» WHAT THE TASK REQUIRES
Extract exactly the range of lines bounded by the line containing "Could you please indicate the thin" and the final line of the listing, both ends included, and no other lines.

Items from a dataset:
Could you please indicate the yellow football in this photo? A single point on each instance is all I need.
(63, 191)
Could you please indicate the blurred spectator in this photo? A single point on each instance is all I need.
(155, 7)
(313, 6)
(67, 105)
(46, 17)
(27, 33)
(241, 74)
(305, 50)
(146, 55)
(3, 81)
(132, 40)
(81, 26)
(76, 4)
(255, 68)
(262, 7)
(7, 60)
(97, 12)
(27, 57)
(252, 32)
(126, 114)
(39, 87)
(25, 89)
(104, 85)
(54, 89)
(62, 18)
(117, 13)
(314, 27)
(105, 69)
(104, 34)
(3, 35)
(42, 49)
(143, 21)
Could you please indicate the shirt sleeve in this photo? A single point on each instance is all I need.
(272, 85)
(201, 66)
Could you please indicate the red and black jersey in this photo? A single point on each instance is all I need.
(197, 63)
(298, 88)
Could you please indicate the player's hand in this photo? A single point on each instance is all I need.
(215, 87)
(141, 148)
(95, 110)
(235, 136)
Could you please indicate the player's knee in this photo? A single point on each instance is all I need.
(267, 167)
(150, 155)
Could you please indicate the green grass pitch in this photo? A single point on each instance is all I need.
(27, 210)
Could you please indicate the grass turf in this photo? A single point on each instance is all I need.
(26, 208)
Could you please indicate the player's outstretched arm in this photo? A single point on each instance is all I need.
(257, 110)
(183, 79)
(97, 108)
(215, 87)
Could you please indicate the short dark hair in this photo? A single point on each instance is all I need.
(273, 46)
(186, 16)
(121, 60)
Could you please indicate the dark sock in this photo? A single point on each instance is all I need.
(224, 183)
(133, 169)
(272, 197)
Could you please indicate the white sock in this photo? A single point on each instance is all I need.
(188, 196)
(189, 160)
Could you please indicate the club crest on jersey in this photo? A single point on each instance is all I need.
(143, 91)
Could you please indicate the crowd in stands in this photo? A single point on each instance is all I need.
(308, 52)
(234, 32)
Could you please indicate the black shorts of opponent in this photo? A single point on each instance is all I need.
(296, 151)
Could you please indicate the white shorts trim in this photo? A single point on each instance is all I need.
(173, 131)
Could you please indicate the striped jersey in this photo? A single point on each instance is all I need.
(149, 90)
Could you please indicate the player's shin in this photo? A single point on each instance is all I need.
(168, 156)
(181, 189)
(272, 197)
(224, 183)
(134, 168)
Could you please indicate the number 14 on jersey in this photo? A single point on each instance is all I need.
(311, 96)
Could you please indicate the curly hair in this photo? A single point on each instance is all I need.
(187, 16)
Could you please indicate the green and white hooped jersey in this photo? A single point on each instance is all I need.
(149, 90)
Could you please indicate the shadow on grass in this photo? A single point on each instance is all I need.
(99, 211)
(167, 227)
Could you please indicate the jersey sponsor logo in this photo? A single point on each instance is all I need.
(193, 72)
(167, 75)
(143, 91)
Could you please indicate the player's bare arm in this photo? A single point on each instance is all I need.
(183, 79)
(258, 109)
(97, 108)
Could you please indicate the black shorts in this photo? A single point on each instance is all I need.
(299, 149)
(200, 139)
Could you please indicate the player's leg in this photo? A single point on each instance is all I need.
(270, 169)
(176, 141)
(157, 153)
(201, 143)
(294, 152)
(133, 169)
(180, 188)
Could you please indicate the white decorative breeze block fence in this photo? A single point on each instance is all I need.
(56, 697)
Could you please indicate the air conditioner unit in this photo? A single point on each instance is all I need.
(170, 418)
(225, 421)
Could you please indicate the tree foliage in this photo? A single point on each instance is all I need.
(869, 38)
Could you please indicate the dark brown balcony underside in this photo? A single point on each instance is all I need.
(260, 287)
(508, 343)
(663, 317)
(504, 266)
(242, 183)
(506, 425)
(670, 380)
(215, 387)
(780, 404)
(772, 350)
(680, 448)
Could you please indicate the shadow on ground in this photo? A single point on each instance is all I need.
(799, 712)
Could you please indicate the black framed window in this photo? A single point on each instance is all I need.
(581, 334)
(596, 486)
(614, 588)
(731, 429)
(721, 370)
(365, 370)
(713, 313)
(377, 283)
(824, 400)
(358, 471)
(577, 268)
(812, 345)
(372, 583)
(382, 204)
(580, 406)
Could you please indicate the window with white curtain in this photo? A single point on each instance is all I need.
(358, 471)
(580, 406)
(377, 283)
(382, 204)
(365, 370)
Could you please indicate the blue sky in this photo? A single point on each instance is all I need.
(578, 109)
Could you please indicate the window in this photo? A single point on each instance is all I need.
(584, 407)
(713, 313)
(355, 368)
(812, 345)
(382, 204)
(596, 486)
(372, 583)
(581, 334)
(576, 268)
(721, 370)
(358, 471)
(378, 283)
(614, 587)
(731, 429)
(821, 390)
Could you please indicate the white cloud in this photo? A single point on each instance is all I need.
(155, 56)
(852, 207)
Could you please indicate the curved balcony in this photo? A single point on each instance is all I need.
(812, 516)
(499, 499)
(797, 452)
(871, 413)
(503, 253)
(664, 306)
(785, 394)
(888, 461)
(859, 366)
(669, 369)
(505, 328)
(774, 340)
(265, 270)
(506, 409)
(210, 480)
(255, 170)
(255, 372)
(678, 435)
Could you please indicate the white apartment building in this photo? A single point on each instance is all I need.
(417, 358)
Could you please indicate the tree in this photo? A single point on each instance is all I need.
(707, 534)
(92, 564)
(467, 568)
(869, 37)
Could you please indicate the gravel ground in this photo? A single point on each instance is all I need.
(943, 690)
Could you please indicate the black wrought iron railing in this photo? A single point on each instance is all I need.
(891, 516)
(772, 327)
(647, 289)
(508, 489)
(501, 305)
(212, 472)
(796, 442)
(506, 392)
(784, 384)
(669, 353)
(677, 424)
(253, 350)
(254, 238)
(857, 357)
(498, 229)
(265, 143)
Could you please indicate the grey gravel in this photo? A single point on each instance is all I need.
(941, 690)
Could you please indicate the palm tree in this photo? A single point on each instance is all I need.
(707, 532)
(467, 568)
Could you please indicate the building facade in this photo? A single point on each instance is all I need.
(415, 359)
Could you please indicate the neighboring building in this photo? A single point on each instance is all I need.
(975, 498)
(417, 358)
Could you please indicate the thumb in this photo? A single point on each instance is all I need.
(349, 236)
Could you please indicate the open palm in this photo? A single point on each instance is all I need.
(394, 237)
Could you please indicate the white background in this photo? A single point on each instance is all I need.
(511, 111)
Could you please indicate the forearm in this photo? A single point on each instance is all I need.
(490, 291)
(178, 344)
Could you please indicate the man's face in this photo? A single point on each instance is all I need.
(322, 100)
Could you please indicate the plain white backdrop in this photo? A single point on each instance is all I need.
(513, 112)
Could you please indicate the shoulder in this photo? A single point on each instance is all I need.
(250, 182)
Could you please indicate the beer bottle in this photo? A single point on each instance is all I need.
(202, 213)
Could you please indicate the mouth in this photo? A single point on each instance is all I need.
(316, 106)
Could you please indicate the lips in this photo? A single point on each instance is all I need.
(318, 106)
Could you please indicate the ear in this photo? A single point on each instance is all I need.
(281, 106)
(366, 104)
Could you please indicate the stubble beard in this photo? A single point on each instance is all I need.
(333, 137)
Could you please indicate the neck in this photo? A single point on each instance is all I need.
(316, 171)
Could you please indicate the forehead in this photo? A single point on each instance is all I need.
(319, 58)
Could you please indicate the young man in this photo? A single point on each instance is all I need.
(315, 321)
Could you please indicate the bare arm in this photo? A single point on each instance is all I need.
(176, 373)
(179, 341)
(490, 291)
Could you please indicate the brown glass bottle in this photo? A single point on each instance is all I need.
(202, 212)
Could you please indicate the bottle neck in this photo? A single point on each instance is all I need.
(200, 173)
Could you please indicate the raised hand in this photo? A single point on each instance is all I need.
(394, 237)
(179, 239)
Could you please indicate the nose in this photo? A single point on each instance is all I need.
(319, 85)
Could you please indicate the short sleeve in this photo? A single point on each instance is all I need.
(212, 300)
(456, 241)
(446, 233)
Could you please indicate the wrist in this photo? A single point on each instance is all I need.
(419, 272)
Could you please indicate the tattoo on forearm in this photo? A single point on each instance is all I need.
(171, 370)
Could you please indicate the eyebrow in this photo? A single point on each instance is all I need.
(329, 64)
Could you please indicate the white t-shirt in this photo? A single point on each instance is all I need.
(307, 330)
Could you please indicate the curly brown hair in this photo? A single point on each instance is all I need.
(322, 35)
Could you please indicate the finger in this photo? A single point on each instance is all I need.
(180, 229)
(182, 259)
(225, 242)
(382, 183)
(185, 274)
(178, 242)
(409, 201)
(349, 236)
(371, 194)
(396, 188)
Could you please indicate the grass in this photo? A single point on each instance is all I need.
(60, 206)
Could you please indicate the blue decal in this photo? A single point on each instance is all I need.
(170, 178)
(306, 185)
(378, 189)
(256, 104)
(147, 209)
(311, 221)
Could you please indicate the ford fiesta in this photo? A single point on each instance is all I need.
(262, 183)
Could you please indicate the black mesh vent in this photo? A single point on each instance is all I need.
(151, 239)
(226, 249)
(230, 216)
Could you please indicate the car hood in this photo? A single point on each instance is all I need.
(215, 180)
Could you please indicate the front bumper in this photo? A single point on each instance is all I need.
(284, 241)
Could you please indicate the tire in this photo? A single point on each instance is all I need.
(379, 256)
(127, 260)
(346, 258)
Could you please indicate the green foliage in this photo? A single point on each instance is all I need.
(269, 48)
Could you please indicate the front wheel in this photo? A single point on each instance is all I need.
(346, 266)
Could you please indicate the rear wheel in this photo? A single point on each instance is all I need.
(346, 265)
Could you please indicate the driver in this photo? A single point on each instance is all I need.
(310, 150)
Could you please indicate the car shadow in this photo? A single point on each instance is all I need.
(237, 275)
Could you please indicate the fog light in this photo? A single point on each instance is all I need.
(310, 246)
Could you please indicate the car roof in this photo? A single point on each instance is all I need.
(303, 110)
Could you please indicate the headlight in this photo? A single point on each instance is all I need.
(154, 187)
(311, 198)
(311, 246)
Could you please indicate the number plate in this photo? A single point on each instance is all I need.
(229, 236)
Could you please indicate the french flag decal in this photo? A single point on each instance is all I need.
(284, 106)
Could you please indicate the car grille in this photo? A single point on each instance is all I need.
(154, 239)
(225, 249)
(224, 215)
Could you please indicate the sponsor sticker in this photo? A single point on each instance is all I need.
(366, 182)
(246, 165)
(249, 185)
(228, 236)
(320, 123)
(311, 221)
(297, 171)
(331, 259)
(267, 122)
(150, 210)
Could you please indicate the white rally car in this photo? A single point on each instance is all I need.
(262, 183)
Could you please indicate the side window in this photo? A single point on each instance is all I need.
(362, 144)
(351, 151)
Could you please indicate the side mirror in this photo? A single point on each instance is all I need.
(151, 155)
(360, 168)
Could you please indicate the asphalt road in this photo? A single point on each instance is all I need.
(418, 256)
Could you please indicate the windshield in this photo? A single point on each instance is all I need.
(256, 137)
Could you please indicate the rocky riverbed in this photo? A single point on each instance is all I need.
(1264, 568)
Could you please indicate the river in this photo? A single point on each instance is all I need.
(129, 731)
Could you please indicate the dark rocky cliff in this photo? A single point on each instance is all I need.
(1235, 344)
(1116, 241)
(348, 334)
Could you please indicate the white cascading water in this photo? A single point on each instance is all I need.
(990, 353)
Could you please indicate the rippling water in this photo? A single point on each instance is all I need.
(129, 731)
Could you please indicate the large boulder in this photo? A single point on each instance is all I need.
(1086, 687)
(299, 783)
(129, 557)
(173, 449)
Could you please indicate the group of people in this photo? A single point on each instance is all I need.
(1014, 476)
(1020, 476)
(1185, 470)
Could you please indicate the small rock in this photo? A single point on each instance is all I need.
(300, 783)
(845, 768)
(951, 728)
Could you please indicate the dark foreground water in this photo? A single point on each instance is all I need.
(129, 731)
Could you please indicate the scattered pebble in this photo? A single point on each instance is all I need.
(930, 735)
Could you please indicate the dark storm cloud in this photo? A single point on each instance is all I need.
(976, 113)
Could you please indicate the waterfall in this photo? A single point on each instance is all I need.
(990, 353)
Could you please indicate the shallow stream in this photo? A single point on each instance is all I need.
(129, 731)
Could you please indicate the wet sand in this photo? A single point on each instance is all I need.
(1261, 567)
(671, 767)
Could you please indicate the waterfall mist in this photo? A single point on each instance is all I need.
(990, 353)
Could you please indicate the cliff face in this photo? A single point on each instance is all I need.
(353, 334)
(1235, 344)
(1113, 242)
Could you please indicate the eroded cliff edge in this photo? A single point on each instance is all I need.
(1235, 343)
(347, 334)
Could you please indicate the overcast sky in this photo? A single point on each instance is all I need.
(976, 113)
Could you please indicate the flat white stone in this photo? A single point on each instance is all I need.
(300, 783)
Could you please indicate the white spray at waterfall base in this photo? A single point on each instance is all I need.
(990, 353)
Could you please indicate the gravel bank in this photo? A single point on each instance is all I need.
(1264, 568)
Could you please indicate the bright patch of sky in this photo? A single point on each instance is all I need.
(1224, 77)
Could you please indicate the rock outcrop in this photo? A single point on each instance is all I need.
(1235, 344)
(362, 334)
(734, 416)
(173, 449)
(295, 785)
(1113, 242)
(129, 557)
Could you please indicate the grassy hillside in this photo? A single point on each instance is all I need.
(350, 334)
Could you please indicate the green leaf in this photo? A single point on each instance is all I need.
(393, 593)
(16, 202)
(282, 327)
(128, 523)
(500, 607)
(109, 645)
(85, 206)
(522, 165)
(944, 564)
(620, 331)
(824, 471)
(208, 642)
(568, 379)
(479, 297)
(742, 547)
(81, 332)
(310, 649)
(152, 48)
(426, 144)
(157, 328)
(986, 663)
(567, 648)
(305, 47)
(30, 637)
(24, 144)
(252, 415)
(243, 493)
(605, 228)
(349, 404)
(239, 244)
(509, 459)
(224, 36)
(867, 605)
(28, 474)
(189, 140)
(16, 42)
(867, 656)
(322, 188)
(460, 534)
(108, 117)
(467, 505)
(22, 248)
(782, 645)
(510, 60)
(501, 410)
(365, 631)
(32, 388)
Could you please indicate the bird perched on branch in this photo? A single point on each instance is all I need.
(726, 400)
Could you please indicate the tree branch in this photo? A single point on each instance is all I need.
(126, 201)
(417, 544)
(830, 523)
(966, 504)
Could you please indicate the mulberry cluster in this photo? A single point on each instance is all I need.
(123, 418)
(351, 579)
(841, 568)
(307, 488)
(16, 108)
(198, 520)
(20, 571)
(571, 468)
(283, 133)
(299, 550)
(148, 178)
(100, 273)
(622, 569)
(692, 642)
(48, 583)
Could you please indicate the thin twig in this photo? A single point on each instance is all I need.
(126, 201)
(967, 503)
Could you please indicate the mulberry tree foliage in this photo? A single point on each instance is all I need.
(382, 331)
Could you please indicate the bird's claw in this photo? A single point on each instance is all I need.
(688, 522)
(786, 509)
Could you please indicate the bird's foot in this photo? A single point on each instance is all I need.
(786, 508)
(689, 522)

» OUTPUT
Could you please indicate the thin twig in this photo? A single point on each instance is all I need.
(126, 201)
(967, 503)
Could you please indicate the mulberry tree foliage in this photo? A single point on each instance is all I need.
(382, 331)
Could you please indicate the bird's claw in this photo? A single point on each instance is all I need.
(688, 522)
(786, 509)
Could you please indicate the bird's foot in this photo? A single point on each instance is all I need.
(786, 508)
(689, 522)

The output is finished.